* TEXT SHOWN:
┄┄┄┄┄┄┄┄┄┄

Statistical Methodology¶
Related: cs.LG · cs.CL · cs.SY · SRMF ⇄ Lyapunov · Peer Review Protocol · Certificate Schema
This page summarizes the statistical modeling choices and evaluation procedures behind Compitum in terms familiar to stat.ML.
Utility, Regret, and Pairing¶
Scalarization: we evaluate decisions via utility U = performance − λ · total_cost at fixed willingness‑to‑pay λ. This induces a paired comparison per evaluation unit.
Regret: r = U_best_baseline − U_compitum; lower is better. All deltas are computed per unit (paired) before aggregation, reducing variance.
Slices: headline λ ∈ {0.1, 1.0}; sensitivity grid {1e−4, 1e−3, 1e−2, 0.1, 1.0, 10.0} for frontier plots.
Uncertainty, Calibration, and Intervals¶
Predictive uncertainty: utility variance aggregates calibrated component quantiles (p05, p95) and distance variance; see src/compitum/energy.py:33, src/compitum/metric.py:59.
Confidence intervals: nonparametric bootstrap (B = 1000 resamples) over evaluation units; 95% percentile CIs. Paired bootstrap preserves dependency structure.
Calibration diagnostics (recommended to report alongside CEI):
Reliability curve: bucket uncertainty into K bins and plot mean |regret| per bin.
Rank correlation: Spearman Ï(uncertainty, |regret|) (included in CEI helper).
ECE‑style summary (optional): ECE = Σ_b w_b · | E[|regret||b] − t_b | with t_b a monotone target (e.g., rank‑normalized). We avoid over‑interpreting ECE for non‑probabilistic scales; reliability curves are primary.
Helper commands:
python tools\analysis\reliability_curve.py ^
--input data\rb_clean\eval_results\<latest-compitum-csv>.csv ^
--bins 10 ^
--out-csv reports\reliability_curve.csv ^
--out-md reports\reliability_curve.md ^
--out-png reports\reliability_curve.png
KDE Prior and Bandwidth¶
Coherence prior: KDE log‑density evaluated in whitened coordinates, with clipping to bound influence; see src/compitum/coherence.py:41.
Bandwidth: Scott’s rule under whitened features yields consistent scaling across dimensions; alternative selectors (Silverman, CV, plug‑in) can be substituted. We report robustness to modest changes of β_s (prior weight) and clipping range.
Subsampling: an approximate weighted buffer maintains recent whitened residuals; coherence is auxiliary to U and bounded. Sensitivity analysis ensures headline results are robust.
Metric Learning and Regularization¶
Geometry: a low‑rank SPD Mahalanobis metric M = L L^T + δI shapes distances; PD ensured by δ and Cholesky updates; see src/compitum/metric.py:23,39.
Update: a surrogate gradient step on L with step‑size capped by a trust‑region controller (SRMF), stabilizing online adaptation; see src/compitum/metric.py:106, src/compitum/control.py:15.

┄┄┄┄┄┄┄┄┄┄

[Recorded data]
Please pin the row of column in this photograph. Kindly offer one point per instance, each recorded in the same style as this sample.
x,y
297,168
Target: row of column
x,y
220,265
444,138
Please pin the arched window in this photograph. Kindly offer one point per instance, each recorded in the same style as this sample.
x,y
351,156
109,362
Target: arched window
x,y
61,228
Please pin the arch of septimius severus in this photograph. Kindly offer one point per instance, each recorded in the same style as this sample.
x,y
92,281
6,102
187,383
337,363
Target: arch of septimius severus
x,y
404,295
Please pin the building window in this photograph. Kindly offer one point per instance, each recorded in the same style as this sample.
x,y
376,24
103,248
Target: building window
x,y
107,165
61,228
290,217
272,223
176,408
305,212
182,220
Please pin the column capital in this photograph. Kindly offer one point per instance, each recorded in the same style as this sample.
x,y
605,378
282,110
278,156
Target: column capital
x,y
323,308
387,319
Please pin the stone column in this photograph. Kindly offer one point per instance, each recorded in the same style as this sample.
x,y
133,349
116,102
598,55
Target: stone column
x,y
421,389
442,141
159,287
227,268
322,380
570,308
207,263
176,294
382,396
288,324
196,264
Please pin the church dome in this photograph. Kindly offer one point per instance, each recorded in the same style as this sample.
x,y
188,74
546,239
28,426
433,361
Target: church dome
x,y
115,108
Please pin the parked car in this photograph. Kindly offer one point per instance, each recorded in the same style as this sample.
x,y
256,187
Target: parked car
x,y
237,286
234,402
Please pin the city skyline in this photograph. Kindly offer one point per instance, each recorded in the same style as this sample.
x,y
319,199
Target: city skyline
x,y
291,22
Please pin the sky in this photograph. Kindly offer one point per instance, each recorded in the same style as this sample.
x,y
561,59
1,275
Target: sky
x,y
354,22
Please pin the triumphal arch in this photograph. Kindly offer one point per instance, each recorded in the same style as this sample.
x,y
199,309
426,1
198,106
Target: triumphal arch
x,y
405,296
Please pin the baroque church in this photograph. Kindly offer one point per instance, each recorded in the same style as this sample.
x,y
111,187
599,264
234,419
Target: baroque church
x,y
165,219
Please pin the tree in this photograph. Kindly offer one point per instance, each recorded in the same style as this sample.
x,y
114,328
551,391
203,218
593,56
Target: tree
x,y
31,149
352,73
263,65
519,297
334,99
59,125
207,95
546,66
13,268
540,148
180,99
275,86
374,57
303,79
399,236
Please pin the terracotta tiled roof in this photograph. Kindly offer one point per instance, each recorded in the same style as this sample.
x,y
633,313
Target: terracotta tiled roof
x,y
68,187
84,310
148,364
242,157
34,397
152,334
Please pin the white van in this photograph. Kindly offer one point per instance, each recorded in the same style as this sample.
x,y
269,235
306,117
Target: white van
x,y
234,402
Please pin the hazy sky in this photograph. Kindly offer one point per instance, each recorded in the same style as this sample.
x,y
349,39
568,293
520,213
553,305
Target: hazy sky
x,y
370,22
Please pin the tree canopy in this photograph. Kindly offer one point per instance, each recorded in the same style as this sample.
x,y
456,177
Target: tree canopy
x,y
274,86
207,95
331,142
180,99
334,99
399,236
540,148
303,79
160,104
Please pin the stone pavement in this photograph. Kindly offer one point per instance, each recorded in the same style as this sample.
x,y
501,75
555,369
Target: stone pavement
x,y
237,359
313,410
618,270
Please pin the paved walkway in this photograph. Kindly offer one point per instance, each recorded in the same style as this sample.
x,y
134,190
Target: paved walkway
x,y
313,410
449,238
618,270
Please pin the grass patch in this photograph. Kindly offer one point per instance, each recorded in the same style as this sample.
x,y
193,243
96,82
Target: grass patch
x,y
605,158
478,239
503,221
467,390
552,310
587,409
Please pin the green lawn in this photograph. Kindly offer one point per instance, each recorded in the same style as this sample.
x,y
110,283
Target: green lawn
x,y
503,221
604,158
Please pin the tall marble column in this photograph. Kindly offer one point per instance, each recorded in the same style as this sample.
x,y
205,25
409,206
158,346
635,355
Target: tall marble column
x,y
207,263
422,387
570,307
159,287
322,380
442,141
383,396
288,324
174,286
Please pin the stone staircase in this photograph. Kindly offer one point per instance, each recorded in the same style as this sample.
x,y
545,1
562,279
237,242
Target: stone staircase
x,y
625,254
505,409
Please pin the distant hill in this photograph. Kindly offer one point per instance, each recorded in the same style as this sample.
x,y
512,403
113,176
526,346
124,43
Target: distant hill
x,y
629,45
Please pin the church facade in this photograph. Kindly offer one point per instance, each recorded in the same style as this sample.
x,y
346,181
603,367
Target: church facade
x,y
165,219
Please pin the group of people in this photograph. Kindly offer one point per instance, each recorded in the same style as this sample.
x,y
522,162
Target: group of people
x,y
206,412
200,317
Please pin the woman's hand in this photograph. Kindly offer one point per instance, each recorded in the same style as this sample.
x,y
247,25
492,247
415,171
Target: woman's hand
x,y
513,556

┄┄┄┄┄┄┄┄┄┄

* EXERCISE SET:
#1 Duplicate the part of the statistical methodology page that opens with the words containing "Statistical Methodology¶" and closes with "per evaluation unit.".
#2 Answer these from the statistical methodology page:
(a) How many bootstrap resamples are used for the confidence intervals?
(b) Which rule sets the bandwidth for the KDE coherence prior?
(c) What term is added to L L^T in the Mahalanobis metric M?
#3 Write the next part of the statistical methodology page, following on from its last sentence.

* RESULTS IN ORDER:
#1
Statistical Methodology¶
Related: cs.LG · cs.CL · cs.SY · SRMF ⇄ Lyapunov · Peer Review Protocol · Certificate Schema
This page summarizes the statistical modeling choices and evaluation procedures behind Compitum in terms familiar to stat.ML.
Utility, Regret, and Pairing¶
Scalarization: we evaluate decisions via utility U = performance − λ · total_cost at fixed willingness‑to‑pay λ. This induces a paired comparison per evaluation unit.

#2
(a) 1000 (B = 1000)
(b) Scott's rule, under whitened features
(c) δI

#3
Shrinkage: Ledoit–Wolf shrinkage on whitened residuals reduces variance in dispersion estimates for distance uncertainty.
Constraints and Shadow Prices¶
Duals Evidence (0.1.1)¶
Shadow price diagnostics behave as expected: slack~0 when clearly non-binding; boundary>=0; monotone near binding; scale with utility units.
Tests:
tests/invariants/test_invariants_constraints_duals.py,tests/invariants/test_invariants_duals_near_binding.py,tests/invariants/test_invariants_duals_monotone.py,tests/invariants/test_invariants_duals_scaling.py\r\n- Constraints: linear feasibility Ax_B ≤ b enforced before selection; selection is argmax_U among feasible models; see src/compitum/constraints.py:36.
Shadow prices: approximate local signals computed via finite‑difference feasibility/viability; reported for auditing; not used to drive selection (i.e., not KKT duals).
Multiple Comparisons and Pre‑registration¶
Multiple baselines are compared via per‑unit best baseline, keeping pairing tight. Frontier plots summarize across λ. We avoid hard null‑hypothesis testing across many tasks and instead report bootstrap CIs and panel averages.
Evaluation protocol, λ grid, and panel composition are predeclared in docs/PEER_REVIEW.md. Seeds and environment snapshots are saved with artifacts for replicability.
Sensitivity and Robustness¶
β_s (prior weight): conclusions robust to modest sweeps; coherence clipping bounds influence.
Metric rank: varied within a small range to probe bias–variance; headline conclusions unchanged.
Update stride/trust‑region: impacts adaptation cadence/throughput, not decision rule correctness.
Reproducibility¶
Determinism: fixed seeds for demos; Hypothesis derandomized in CI.
Environment: include
pip freezeand system info with reports.Artifacts: fixed‑WTP tables, CEI report, routerbench summary, and manifest with SHA‑256.